EXTRAIT DU TEXTE.
Ce salon est une forme de sociabilité d’Ancien Régime qui revient sous une forme
républicaine. On trouve parmi eux également Volney, Daunou et surtout Ginguené, le créateur du
journal « La Décade philosophique, littéraire et politique» en avril 1794. Ce journal est l’organe
principal de diffusion des idées des idéologues jusqu’à sa suppression par Napoléon, et y
écrira notamment Jean-Baptiste Say.

Pierre Jean Georges Cabanis (1757-1808) est l’auteur en 1802 d’un ouvrage « Rapports du
physique et du moral de l’homme », et comme tous les idéologues il part de l’idée sensualiste
héritée de Locke – que l’on va retrouver chez Condillac ou Helvétius – selon laquelle toute la
connaissance humaine repose sur les sens ou les sensations. Tout repose en quelque sorte
sur le rapport sensible de l’individu dans le monde physique où il se meut.

CONSIGNE DONNÉE. Reproduisez fidèlement le passage de l'extrait sur les idéologues qui s'ouvre sur les mots contenant « Pierre Jean Georges » et se clôt sur « il se meut. ». Veuillez vous fonder exclusivement sur l'extrait.

SECTION DES DONNÉES.
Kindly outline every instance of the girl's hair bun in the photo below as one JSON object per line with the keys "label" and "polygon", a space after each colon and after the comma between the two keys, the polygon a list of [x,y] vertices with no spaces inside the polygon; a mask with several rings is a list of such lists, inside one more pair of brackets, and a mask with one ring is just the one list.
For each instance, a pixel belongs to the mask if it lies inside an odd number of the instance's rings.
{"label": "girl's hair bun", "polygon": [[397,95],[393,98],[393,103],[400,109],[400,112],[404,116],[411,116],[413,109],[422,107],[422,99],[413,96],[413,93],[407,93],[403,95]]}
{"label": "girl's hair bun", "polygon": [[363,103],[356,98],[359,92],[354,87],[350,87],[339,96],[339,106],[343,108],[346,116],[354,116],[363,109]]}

RÉPONSE COMPLÈTE.
Pierre Jean Georges Cabanis (1757-1808) est l’auteur en 1802 d’un ouvrage « Rapports du
physique et du moral de l’homme », et comme tous les idéologues il part de l’idée sensualiste
héritée de Locke – que l’on va retrouver chez Condillac ou Helvétius – selon laquelle toute la
connaissance humaine repose sur les sens ou les sensations. Tout repose en quelque sorte
sur le rapport sensible de l’individu dans le monde physique où il se meut.